Tolong jawab pertanyaan berikut berdasarkan artikel tentang sertifikasi halal di bawah.
(a) Sejak tahun berapa pemerintah mencanangkan sertifikasi halal?
(b) Pihak mana saja yang dikerahkan pemerintah dalam menyusun RPP JPH?
(c) Menurut Lukmanul Hakim, apa penyebab minimnya produk farmasi berstandar halal?
++++ KUTIPAN BACAAN
JAKARTA — Sertifikat halal memang belum menjadi standar yang perlu dipenuhi setiap produsen, terutama bidang farmasi. Namun, sebagai negara berpenduduk mayoritas Islam, sertifikasi halal tentu dapat menjadi sebuah kebutuhan demi terjaminnya keamanan umat muslim dalam mengonsumsi suatu makanan atau obat-obatan.
Meski begitu, sejatinya pemerintah telah mencanangkan sertifikasi halal ini sejak 2014 silam dengan merumuskan undang undang jaminan produk halal (UU JPH). Selain itu, pemerintah juga tengah menyusun Rancangan Peraturan Pemerintah Jaminan Produk Halal (RPP JPH), dengan mengerahkan pihak dari MUI, kementrian agama, dan kementrian kesehatan.
Direktur Lppom MUI Lukmanul Hakim mengakui, hingga kini, sertfikat halal produk farmasi memang masih sulit ditemui, meskipun sudah ada peningkatan dibandingkan sebelumnya. Minimnya produk farmasi berstandar halal disebabkan banyaknya pengusaha atau produsen yang enggan mengurus sertifikasi halal.
“Karena jumlah obat yang beredar sangat banyak, lalu ini juga ada keterlambatan (respon dari pengusaha obat untuk sertifikasi halal) sehingga obat yang halal masih sangat sedikit,” kata Lukman.
++++++++
++++ BAHAN
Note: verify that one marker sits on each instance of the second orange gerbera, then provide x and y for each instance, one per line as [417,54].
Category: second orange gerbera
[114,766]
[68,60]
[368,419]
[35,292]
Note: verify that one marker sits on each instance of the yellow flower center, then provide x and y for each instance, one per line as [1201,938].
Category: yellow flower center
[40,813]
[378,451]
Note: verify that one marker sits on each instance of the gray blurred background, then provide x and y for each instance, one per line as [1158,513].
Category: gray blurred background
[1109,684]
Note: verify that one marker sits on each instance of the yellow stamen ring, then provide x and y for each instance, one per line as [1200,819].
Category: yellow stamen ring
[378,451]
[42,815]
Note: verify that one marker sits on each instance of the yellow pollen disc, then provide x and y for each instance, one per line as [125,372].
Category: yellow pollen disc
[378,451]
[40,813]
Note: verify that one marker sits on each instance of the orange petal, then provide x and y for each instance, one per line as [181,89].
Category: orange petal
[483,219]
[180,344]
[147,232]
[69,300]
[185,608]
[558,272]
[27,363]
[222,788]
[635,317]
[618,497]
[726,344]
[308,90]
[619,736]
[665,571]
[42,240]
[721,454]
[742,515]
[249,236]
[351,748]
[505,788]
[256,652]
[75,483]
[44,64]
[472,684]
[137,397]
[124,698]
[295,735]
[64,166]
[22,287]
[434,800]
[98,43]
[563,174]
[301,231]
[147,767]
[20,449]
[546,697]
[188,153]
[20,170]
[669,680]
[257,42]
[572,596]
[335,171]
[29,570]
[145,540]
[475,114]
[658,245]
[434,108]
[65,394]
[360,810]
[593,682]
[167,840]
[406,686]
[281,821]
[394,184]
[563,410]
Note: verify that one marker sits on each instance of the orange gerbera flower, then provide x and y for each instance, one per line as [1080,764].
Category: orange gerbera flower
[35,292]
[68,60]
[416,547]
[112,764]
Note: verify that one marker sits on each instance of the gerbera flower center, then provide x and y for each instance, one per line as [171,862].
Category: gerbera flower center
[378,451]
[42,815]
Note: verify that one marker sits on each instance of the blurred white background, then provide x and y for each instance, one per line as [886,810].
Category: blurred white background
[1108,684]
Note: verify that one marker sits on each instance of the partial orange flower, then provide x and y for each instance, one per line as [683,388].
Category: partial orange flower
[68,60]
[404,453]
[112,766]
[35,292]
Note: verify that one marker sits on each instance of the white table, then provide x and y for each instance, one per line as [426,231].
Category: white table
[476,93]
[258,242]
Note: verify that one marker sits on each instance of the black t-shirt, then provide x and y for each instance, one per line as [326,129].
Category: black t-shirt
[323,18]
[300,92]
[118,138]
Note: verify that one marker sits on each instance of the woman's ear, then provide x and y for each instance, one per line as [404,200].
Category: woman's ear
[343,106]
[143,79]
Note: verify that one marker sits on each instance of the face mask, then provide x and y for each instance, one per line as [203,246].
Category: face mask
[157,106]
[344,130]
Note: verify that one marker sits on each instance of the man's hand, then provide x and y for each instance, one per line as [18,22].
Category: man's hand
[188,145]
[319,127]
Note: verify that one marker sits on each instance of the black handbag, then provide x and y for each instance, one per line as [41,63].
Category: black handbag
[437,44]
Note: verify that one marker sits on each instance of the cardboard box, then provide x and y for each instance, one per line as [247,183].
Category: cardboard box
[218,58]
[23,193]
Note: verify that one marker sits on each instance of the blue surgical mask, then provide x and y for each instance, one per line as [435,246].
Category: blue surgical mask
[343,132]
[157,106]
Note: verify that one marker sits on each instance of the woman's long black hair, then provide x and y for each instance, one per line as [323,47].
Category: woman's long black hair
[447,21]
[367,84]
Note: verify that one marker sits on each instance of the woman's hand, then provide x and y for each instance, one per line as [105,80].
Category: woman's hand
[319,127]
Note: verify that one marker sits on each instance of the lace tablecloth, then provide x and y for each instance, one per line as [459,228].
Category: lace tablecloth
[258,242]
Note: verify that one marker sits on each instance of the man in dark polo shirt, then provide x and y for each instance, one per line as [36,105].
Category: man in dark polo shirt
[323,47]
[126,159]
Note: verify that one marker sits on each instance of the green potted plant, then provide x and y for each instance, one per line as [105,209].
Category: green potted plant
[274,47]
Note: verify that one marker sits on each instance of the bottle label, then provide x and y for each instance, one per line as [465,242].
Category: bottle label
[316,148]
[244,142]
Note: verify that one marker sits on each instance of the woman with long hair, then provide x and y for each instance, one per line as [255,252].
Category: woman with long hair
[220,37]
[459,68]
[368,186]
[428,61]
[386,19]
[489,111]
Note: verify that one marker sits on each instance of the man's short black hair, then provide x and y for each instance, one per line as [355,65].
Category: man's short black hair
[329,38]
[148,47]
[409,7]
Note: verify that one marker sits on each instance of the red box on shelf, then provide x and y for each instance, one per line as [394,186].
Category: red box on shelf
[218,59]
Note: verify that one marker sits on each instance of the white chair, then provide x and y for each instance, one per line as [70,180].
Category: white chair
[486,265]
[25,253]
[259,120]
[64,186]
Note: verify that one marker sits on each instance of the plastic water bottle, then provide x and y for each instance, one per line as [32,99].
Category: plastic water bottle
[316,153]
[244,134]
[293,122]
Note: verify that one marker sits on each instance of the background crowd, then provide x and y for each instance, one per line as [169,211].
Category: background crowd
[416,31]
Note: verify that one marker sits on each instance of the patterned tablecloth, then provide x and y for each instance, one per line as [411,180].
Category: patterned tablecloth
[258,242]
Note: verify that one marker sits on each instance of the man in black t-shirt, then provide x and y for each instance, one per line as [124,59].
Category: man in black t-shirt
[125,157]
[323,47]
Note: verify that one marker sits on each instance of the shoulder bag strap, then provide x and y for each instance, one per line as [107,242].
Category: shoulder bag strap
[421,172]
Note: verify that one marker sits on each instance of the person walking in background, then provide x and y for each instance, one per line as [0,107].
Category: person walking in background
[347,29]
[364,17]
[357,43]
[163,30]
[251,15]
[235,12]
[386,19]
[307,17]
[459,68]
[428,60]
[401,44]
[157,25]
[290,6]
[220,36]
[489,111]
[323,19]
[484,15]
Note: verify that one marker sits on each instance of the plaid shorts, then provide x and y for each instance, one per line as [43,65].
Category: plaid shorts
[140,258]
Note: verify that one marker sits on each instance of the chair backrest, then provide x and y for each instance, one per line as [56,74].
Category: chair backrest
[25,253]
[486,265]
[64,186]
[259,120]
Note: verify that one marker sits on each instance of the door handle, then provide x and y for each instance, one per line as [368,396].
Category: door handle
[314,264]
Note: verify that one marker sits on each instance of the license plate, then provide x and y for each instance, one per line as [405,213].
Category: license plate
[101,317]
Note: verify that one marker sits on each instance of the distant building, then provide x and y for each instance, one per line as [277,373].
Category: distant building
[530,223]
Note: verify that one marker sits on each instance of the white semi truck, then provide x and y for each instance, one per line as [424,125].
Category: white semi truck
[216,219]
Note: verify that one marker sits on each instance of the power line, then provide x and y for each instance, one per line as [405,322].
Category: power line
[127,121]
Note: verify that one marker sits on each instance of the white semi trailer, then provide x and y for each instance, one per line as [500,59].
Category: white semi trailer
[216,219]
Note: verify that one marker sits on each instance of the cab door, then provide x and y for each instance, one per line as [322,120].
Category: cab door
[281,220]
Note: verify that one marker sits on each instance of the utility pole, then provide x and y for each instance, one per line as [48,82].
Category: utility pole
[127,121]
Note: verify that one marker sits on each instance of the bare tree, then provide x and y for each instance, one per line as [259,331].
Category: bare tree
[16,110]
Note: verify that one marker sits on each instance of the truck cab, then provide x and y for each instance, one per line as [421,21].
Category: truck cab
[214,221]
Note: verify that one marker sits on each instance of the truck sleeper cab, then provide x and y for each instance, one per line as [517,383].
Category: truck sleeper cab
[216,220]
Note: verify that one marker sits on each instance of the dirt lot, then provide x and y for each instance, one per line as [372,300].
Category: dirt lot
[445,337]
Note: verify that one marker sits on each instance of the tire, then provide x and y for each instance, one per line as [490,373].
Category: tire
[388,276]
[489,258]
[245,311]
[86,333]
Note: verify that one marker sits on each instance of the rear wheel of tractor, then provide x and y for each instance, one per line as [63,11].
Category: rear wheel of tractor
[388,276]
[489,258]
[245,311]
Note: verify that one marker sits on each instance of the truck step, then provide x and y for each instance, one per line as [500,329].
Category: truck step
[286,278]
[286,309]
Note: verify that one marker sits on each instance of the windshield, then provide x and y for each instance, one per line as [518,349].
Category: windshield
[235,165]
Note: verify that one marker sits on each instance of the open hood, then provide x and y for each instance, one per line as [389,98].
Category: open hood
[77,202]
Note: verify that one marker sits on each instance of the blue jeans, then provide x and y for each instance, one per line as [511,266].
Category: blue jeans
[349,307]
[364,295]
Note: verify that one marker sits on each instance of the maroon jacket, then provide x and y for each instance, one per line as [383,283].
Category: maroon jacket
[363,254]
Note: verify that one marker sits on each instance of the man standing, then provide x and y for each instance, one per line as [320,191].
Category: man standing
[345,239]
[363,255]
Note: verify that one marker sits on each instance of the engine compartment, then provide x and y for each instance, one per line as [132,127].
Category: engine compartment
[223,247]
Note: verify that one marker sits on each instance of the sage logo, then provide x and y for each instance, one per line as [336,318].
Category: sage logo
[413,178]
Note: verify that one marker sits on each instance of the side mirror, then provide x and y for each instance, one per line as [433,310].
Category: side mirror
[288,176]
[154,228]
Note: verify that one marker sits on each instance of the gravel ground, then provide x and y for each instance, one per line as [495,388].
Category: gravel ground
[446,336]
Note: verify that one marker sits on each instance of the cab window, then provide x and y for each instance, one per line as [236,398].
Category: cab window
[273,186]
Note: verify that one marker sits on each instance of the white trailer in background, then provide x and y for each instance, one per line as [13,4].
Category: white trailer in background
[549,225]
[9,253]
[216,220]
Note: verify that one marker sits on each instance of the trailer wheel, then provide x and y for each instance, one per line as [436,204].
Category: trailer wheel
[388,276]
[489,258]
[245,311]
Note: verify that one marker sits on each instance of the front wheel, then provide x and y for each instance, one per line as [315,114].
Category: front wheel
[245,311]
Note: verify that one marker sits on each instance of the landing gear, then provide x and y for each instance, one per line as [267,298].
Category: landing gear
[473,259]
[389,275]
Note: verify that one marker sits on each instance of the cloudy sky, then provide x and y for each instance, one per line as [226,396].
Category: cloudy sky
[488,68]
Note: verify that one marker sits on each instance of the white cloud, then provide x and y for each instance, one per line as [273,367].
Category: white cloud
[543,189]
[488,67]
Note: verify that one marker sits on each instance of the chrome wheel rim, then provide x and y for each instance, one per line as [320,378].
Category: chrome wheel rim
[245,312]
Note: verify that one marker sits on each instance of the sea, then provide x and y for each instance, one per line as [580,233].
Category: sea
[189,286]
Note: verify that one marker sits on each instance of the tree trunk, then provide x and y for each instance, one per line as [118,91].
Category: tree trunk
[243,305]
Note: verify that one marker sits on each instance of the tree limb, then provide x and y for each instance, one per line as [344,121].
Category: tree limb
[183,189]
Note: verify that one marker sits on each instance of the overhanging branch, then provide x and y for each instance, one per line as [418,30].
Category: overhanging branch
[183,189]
++++++++
# JAWABAN LATIHAN
(a) Sejak 2014.
(b) MUI, kementrian agama, dan kementrian kesehatan.
(c) Banyaknya pengusaha atau produsen yang enggan mengurus sertifikasi halal.